(Data records)
● ● ●
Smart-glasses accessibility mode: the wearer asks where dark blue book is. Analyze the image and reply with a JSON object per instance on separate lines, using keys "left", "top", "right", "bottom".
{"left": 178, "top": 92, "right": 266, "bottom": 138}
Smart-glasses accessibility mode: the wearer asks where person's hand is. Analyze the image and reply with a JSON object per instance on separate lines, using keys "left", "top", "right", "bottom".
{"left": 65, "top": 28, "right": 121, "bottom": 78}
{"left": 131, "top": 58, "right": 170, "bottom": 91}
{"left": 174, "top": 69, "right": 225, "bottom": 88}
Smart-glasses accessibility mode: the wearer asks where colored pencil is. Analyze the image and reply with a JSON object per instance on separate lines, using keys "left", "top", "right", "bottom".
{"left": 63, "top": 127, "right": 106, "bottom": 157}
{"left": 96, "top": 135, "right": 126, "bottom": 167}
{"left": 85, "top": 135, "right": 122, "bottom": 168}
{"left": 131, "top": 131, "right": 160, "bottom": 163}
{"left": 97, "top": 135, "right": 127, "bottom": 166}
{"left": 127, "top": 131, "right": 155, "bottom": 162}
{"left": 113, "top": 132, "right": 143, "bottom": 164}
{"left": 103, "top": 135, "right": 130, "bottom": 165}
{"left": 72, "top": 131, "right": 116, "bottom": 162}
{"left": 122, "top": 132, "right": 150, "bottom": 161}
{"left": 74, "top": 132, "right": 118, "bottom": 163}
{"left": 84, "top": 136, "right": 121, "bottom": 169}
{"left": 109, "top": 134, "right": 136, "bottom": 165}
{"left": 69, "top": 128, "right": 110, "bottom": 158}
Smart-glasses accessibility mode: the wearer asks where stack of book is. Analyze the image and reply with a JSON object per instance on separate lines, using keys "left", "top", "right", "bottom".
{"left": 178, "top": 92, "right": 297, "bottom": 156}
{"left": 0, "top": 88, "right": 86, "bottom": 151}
● ● ●
Work task — All of the records above should be repeated exactly.

Response for this exercise —
Smart-glasses accessibility mode: the wearer asks where dark blue book is. Analyze the image and reply with a JSON object per instance on separate lines, using keys "left", "top", "right", "bottom".
{"left": 178, "top": 92, "right": 266, "bottom": 138}
Smart-glasses accessibility mode: the wearer asks where person's hand is. Analyze the image and reply with a JSON object per instance on separate lines, using keys "left", "top", "right", "bottom".
{"left": 65, "top": 28, "right": 121, "bottom": 78}
{"left": 131, "top": 58, "right": 170, "bottom": 91}
{"left": 174, "top": 69, "right": 225, "bottom": 88}
Smart-glasses accessibility mode: the wearer asks where colored pencil is. Analyze the image and reply with a JSON object per instance on separate lines, using keys "left", "top", "right", "bottom".
{"left": 63, "top": 127, "right": 106, "bottom": 157}
{"left": 96, "top": 135, "right": 126, "bottom": 167}
{"left": 85, "top": 135, "right": 122, "bottom": 168}
{"left": 131, "top": 131, "right": 160, "bottom": 163}
{"left": 97, "top": 135, "right": 127, "bottom": 166}
{"left": 127, "top": 131, "right": 155, "bottom": 162}
{"left": 113, "top": 132, "right": 143, "bottom": 164}
{"left": 103, "top": 135, "right": 130, "bottom": 165}
{"left": 72, "top": 131, "right": 116, "bottom": 162}
{"left": 122, "top": 132, "right": 150, "bottom": 161}
{"left": 74, "top": 132, "right": 118, "bottom": 163}
{"left": 84, "top": 136, "right": 121, "bottom": 169}
{"left": 109, "top": 134, "right": 136, "bottom": 165}
{"left": 69, "top": 128, "right": 110, "bottom": 158}
Smart-glasses accessibility mode: the wearer asks where stack of book is. Analyze the image and reply with a JSON object per instance on separate lines, using keys "left", "top", "right", "bottom".
{"left": 178, "top": 92, "right": 297, "bottom": 156}
{"left": 0, "top": 88, "right": 86, "bottom": 151}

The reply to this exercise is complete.